#### Belge alıntısı:
......

Bakan Yücelen: FBI'dan müracaat gelmedi!

İÇİŞLERİ Bakanı Rüştü Kazım Yücelen, FBI'nın Mustafa Kefeli'yi bulduğu ama Türkiye'den bir yanıt alamadığını öne sürdüğüm yazımla ilgili olarak hemen aradı.

Bakan Yücelen İstanbul 6 numaralı DGM'nin kararı gereği Mustafa Kefeli'nin 9.12.2000 gününden bu yana ‘‘Cürüm işlemek için teşekkül oluşturmak, tehdit ve 6136 sayılı kanuna muhalefet’’ suçlarından arandığını ve ABD'de olduğu duyumlarından ötürü Adalet ve Dışişleri Bakanlıkları kanalıyla ABD'den bu kişiyi talep ettiğimizi söyledi.

Yücelen bu talebimizi sık sık yinelediğimizi ve ABD interpolünün konunun ABD Adalet Bakanlığı'nın Uluslararası Kriminal Bölümü'nün yetki alanına girdiğini bildirdiğini de belirterek, o tarihten itibaren durumun bu bölümden sürekli olarak sorulduğunu ve göreve gelmesinden itibaren de yurtdışındaki benzer suçluların iadesi için yoğun çaba gösterildiğini söyledi.

......

#### Kayıtlar:
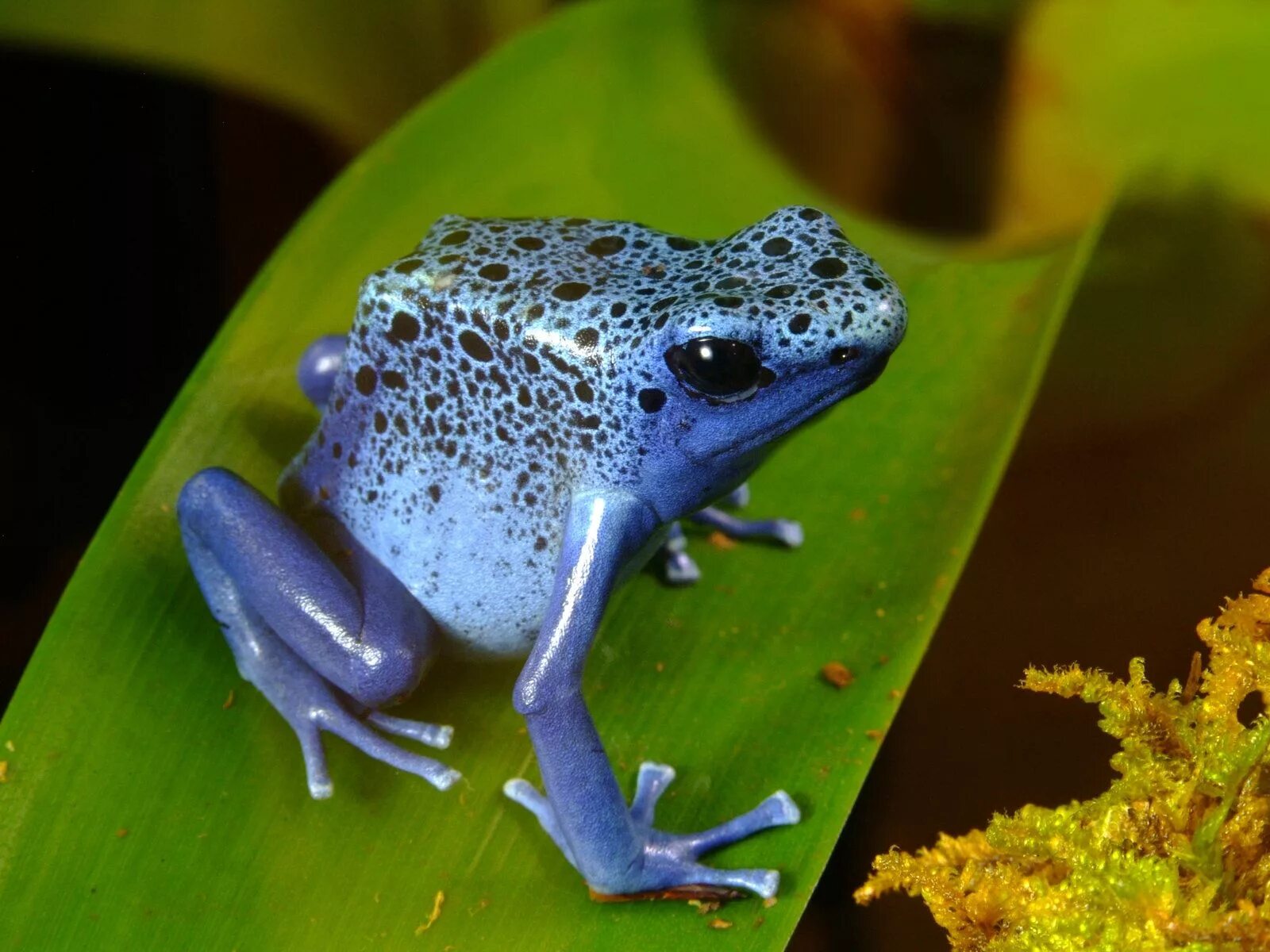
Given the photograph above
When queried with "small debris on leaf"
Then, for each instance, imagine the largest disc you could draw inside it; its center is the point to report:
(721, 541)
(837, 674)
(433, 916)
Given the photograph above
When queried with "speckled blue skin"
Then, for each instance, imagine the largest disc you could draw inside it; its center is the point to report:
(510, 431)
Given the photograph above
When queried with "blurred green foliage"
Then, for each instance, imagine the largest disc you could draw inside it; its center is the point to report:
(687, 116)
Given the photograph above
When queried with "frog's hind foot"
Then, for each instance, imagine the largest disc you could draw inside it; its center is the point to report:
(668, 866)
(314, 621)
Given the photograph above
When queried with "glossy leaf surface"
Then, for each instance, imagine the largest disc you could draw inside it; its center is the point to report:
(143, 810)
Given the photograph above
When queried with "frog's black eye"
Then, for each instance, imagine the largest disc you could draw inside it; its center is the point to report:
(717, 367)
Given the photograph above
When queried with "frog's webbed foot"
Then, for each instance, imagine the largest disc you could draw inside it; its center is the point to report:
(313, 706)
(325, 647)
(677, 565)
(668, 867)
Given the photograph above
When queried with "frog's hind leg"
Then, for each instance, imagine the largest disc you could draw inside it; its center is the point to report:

......

#### Alıştırma görevleri:
**1.** Yukarıdaki kayıtlarda "hind" sözcüğünü içeren satırların hepsini çıkarın.
**2.** Mustafa Kefeli'nin iadesiyle ilgili yazıyı kaldığı yerden devam ettirin.

#### Yanıtlar:
**1.**
When queried with "frog's hind foot"
When queried with "frog's hind leg"

**2.**
Bakan Yücelen, FBI'nın Kefeli ile ilgili 5 müracatının kendilerine ulaşmadığını, böyle bir durumdan haberdar olmadıklarını, böyle bir kayda rastlanmadığını söyledi.

Ben ise ABD'deki haber kaynaklarımın çok kesin olduğunu belirttim ve ‘‘Acaba bir yerde bir engel mi var?’’ diye sordum.

Bakan Yücelen böyle bir şeyin olmamasını temenni ettiğini söyledi. Aradaki saat farkından ötürü ABD'deki haber kaynaklarımla temas biraz gecikmeli oluyor. Ancak eğer bir yerlerde bir kısa devre var ise bunu da mutlaka ortaya çıkaracağız.

İÇİŞLERİ BAKANI'NA NOT:

Sayın Yücelen, Mustafa Kefeli şu an 24 saat göz hapsinde. Eğer Türk İnterpolü veya sizin görevlendireceğiniz herhangi bir birim, Miami FBI Bölge Müdürlüğü'ne bir talep iletirse sözkonusu kaçak hemen paketlenecek.

Kuran değişti mi?


‘‘TAYYİP Erdoğan değişti mi?’’ tartışması günlerdir sürüyor.

Kimi değiştiğini söylüyor, kimisi ise değişmediğini. Takıyye yaptığına, yani değişmediği halde değiştiği yolunda izlenim yaratmaya çalıştığına inananların sayısı da hayli fazla.

Ben Tayyip Erdoğan'ın her şeyini eleştiririm ama tutarlı ve inatçı çizgisine laf söyletmem.

Demokrasiyi ulaşılmak istenen istasyona gelince inilecek bir trene benzeten adamın kompartımanda oturup son durağa gideceğine hiç ama hiç inanmam. Üstelik de bu adam daha düne kadar Kuran'ı kendine rehber ettiğini söylüyordu.

Eğer dünden bugüne kadar Kuran'da bir değişiklik olmadıysa Tayyip Erdoğan'da da olmamıştır.

Boşuna tartışmayın.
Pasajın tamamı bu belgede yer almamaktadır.